** Yazılı görev **
Aşağıdaki kayıtlarda "Task: mark each instance of the chocolate chip banana" ifadesinin geçtiği satırdan başlayıp kayıtların sonuna kadar giden satırları, iki ucu da dahil olmak üzere, hiçbir değişiklik yapmadan yeniden yazar mısın?

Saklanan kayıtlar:
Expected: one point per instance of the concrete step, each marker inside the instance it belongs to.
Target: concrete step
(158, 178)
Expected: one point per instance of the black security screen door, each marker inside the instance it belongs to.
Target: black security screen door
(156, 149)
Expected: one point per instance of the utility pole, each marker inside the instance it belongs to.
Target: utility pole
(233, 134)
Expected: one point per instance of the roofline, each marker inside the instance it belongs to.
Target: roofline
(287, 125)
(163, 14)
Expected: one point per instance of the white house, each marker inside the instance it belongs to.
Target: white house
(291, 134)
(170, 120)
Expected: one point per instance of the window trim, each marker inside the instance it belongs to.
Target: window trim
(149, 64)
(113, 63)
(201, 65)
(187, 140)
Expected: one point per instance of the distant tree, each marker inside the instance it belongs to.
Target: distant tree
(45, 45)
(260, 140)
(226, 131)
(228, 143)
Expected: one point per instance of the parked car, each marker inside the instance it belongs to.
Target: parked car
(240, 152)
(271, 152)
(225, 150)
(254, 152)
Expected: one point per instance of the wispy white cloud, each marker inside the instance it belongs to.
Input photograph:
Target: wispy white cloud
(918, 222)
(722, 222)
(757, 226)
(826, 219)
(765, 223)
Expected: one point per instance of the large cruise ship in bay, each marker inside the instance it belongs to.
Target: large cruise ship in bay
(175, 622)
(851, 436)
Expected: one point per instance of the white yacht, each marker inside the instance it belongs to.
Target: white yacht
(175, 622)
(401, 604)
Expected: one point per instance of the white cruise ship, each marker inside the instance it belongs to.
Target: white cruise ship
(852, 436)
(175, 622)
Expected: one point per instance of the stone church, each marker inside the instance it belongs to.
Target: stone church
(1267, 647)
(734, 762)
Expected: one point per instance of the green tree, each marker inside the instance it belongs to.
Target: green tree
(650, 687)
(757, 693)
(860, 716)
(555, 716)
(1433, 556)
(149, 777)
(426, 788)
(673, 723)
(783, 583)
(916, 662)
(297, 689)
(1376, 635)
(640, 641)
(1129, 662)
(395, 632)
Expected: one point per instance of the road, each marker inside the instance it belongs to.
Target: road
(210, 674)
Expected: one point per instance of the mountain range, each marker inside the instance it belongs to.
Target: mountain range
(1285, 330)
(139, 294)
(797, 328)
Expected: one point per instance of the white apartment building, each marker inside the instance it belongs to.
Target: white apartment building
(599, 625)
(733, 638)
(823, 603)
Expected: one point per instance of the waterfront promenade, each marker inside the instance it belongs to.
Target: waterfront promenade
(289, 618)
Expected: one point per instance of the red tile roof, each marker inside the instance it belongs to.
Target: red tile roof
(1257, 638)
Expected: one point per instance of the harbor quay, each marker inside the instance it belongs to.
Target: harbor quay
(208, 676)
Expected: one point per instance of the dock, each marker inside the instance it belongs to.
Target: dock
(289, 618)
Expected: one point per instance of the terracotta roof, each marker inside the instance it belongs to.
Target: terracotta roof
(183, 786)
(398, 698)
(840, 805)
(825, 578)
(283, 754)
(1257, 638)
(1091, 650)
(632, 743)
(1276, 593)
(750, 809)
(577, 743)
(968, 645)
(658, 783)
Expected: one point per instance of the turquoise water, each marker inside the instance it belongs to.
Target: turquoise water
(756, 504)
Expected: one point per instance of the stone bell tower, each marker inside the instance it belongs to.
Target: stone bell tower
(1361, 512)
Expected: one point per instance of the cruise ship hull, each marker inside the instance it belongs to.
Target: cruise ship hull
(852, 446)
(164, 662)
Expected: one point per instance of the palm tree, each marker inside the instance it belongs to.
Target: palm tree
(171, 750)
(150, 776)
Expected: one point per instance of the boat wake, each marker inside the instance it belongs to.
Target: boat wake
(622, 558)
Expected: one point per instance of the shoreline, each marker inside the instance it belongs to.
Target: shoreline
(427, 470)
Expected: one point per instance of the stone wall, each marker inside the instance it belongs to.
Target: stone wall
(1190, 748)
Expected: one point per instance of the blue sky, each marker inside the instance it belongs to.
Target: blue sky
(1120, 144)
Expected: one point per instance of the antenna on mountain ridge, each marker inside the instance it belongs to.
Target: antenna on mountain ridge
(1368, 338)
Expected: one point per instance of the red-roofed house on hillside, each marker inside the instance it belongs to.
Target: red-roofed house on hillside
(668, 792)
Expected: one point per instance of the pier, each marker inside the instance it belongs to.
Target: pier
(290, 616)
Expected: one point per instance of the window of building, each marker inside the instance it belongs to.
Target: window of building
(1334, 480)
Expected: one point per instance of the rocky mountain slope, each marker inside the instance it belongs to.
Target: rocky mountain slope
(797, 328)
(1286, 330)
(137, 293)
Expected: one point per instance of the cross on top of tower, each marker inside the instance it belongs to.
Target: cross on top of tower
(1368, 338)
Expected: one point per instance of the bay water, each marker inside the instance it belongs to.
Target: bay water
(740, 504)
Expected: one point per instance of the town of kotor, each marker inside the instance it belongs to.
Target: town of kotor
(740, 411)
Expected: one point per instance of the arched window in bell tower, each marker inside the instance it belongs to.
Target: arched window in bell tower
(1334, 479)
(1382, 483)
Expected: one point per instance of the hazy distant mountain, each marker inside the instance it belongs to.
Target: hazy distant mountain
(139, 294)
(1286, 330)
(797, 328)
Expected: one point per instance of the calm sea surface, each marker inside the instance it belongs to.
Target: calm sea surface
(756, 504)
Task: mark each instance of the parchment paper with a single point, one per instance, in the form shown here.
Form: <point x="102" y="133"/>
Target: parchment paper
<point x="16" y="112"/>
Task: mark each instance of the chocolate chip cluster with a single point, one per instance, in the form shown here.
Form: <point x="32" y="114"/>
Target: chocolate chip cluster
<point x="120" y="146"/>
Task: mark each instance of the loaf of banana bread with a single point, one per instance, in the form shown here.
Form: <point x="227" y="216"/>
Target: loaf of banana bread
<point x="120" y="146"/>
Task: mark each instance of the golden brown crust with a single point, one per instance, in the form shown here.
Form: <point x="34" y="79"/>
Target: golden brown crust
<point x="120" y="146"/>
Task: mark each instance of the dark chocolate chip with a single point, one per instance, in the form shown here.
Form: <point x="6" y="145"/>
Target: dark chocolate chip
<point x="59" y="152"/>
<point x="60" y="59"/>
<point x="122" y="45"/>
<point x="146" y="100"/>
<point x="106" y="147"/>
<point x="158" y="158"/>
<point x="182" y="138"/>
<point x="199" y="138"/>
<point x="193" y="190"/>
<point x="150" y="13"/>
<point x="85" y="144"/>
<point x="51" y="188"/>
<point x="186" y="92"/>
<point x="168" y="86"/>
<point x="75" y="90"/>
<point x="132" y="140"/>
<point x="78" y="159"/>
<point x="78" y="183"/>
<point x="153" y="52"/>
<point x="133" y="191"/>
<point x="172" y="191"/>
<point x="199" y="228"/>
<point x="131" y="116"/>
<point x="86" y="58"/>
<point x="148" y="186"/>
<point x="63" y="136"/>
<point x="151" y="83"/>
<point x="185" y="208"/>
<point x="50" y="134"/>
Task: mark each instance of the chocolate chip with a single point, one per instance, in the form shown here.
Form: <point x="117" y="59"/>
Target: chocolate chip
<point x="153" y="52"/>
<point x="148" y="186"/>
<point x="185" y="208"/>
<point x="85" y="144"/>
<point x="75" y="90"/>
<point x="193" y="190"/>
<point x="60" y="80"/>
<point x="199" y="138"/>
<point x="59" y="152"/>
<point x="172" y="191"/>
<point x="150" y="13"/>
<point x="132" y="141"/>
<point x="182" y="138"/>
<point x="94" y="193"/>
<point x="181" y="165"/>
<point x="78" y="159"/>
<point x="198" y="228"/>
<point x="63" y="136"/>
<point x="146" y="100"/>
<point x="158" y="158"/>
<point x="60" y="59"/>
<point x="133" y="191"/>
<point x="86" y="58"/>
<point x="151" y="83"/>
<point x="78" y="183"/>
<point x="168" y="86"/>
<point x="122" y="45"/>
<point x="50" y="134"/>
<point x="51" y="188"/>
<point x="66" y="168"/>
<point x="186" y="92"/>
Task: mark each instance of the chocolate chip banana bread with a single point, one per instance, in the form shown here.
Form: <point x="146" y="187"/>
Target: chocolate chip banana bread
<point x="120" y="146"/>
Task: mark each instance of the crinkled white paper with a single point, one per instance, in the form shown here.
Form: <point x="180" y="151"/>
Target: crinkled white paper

** Tam çıktı **
Task: mark each instance of the chocolate chip banana bread with a single point, one per instance, in the form shown here.
Form: <point x="146" y="187"/>
Target: chocolate chip banana bread
<point x="120" y="146"/>
Task: mark each instance of the crinkled white paper with a single point, one per instance, in the form shown here.
Form: <point x="180" y="151"/>
Target: crinkled white paper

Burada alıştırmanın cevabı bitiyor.